**YOUR ASSIGNMENT**
Extend the blog post on the SDG 4 financing gap from where it stops, continuing after its last sentence.

**DOCUMENT EXTRACT**
------------------------------------------------------------

April 21, 2024

Izdaniya

Education, What Else?

The annual financing gap to achieve SDG 4 targets is almost $100 billion

3 min read
The annual financing gap to achieve SDG 4 targets is almost $100 billion

By Yuki Murakami, GEM Report

Slow progress between 2015 and 2020, further challenged by the COVID-19 pandemic, has put the world off track to achieve the global SDG 4 targets of universal pre-primary, primary and secondary education by 2030. Costing the achievement of these targets, as we attempted twice before in 2015 and 2020, is therefore no longer relevant, as these are unattainable by the original deadline.

However, in the past two years, countries have established more realistic, if still ambitious, targets on selected SDG 4 indicators: the SDG 4 benchmarks. According to their benchmarks, low- and lower-middle-income countries aim to increase participation rates in early childhood education from 71% to 85% and more than halve their out-of-school rates between 2020 and 2030. We worked on costing up achieving these benchmarks in a new paper as a reality check for the ministers of education and finance meeting at the World Bank/ IMF Spring Meetings this week; given the political will is there, we must find the funds to support it.

Our calculations found that achieving these national SDG 4 targets by 2030 still involves rapid cost increases, which even optimistic assumptions of domestic revenue mobilization cannot match. We estimate that there will be an annual financing gap of $97 billion on average in the 79 low- and lower-middle-income countries between 2023 and 2030, or 21% of the total cost.

The financing gap makes up 21% of the total cost of achieving countries’ SDG 4 targets

The average financing gap for countries’ SDG targets is $26 billion (or 50% of the total cost) in low-income countries and $71 billion (or 17% of the total cost) in lower-middle income countries. Sub-Saharan African countries account for the largest chunk of the gap: $70 billion per year on average. This is perhaps not surprising given that it is the region with the furthest distance to travel with 20% of primary school age children and almost 60% of upper secondary school age youth not in school.

A few interesting facts emerged during the modelling exercise. We found that the number of pre-primary educators needs to triple in low-income countries and double in lower-middle income countries by 2030 for countries to reach their targets. Additionally, the number of primary school teachers will need to increase by nearly 50% in low-income countries.

------------------------------------------------------------

**GIVEN INFORMATION**
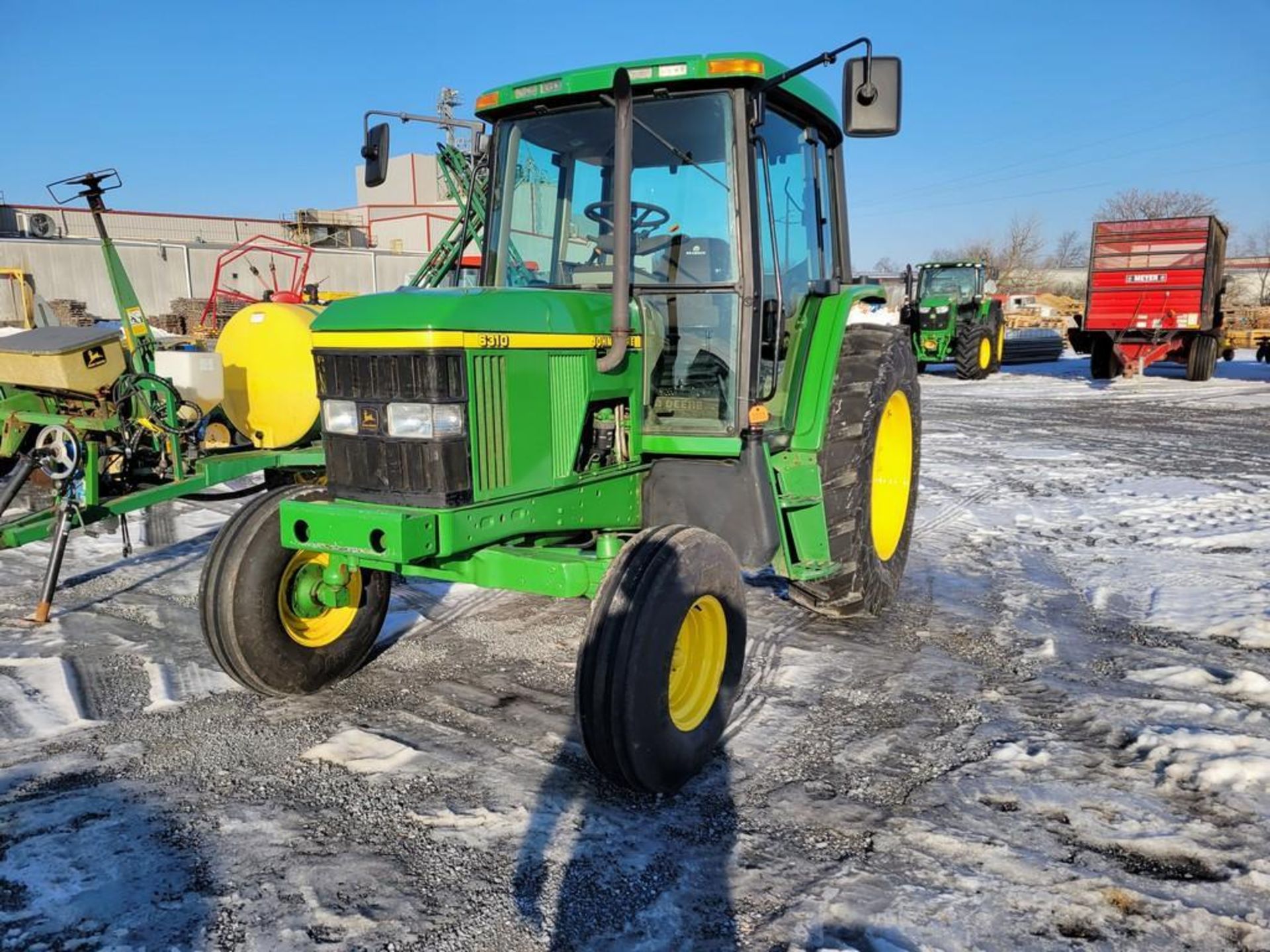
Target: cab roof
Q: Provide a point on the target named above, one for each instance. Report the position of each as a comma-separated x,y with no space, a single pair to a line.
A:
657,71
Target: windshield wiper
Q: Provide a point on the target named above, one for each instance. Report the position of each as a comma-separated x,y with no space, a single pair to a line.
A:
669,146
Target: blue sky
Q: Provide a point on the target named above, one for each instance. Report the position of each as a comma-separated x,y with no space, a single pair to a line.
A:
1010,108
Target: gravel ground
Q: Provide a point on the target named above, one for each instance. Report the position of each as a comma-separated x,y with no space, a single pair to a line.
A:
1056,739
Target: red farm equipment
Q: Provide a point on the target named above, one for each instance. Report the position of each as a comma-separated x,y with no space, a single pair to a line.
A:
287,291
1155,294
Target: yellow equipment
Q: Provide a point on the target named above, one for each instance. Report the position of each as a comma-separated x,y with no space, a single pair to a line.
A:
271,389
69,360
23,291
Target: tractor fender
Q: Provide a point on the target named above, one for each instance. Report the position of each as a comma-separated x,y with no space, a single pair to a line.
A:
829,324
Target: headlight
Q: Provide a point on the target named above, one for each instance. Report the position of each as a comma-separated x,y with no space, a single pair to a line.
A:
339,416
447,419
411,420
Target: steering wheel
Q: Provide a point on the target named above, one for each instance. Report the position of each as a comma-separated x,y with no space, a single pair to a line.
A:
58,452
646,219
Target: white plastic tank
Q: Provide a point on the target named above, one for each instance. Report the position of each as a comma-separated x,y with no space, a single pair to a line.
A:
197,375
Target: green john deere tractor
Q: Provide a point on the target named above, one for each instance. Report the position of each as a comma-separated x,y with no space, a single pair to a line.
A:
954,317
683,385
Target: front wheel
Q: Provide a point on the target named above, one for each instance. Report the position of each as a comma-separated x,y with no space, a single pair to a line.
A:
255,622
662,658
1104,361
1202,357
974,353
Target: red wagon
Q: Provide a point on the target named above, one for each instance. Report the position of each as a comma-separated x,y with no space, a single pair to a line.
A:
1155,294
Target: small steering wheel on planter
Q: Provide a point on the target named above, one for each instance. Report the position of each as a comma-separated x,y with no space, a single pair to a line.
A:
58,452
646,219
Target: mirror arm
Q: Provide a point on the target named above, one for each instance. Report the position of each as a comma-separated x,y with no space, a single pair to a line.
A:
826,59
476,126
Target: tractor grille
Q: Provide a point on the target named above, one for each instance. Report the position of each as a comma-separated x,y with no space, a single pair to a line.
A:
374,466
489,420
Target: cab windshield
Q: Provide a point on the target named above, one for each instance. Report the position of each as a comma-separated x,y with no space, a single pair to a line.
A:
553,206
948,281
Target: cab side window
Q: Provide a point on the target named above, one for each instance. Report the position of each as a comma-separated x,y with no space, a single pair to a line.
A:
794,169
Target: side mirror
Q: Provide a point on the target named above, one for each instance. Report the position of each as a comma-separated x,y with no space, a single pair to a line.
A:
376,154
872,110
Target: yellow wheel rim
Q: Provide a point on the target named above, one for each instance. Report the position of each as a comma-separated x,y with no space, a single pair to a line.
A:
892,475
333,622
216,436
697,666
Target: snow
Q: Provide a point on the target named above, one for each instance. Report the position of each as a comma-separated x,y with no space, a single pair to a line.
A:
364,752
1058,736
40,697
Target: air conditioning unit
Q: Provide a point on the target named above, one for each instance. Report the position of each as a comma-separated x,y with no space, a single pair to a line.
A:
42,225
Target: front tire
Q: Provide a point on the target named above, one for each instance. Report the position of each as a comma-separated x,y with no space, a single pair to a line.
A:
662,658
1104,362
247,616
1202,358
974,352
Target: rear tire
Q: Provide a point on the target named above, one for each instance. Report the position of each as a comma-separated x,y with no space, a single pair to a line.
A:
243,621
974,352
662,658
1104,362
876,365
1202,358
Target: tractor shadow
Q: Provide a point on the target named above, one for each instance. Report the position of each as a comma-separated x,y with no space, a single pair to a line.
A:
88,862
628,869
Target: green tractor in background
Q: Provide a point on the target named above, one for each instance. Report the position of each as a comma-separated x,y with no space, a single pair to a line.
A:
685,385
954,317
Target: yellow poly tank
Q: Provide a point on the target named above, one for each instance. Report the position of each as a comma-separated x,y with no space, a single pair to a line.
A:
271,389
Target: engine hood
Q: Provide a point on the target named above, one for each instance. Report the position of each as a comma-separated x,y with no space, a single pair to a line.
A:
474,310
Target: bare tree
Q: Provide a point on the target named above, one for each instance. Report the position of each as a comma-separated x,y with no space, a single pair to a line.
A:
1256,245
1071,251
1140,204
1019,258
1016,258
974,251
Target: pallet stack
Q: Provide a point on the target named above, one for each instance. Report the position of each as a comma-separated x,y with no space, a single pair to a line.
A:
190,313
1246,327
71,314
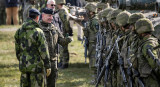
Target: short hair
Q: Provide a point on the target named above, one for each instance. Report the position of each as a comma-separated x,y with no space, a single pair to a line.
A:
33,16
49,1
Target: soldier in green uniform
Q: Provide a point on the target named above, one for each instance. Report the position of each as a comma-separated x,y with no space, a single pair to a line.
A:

------------------------------------------------------------

**ANSWER SECTION**
A few updates were made to our costing model from the last time, notably changes reflecting a lower-than-expected GDP growth in low-income countries; a slight increase in projected numbers of students by 2030; updated classroom construction costs; and faster than expected convergence towards pupil/teacher ratio targets. Worth noting is that our calculation did not include the potential cost implications of COVID-19, which are as yet unclear.

Of course, if aid were to increase generously, and equitably, a considerable part of this gap could be covered. If DAC aid donors were to pledge 0.7% of GDP to aid as per their commitments and prioritize education in their total aid portfolios, basic and secondary education within their aid to education portfolios, and low- and lower-middle-income over upper-middle-income countries, an additional $29 billion would be raised, filling almost a third of the gap.

Fulfilling aid commitments and prioritizing basic education in the poorest countries could fill almost a third of the SDG 4 financing gap

As it is, however, the long-term stagnation of aid in donor countries’ budgets does not present a cause for optimism. Some donors are better at targeting their aid to those most in need, as the below graph, available in an interactive format on our SCOPE website shows, which means others need to follow.

The United Kingdom, for instance, allocates 10% of its total aid to education, but the share of this that it is spending on basic education has fallen from a peak of 81% in 2006 to 46% in 2021; the share it allocates to low-income countries fell from 35% in 2010 to 15% in 2020.

Outside of this, countries will also need to weigh how to finance quality education for all children relative to other emerging priorities such as digital transformation, an issue tackled in the paper which will be covered in an upcoming blog.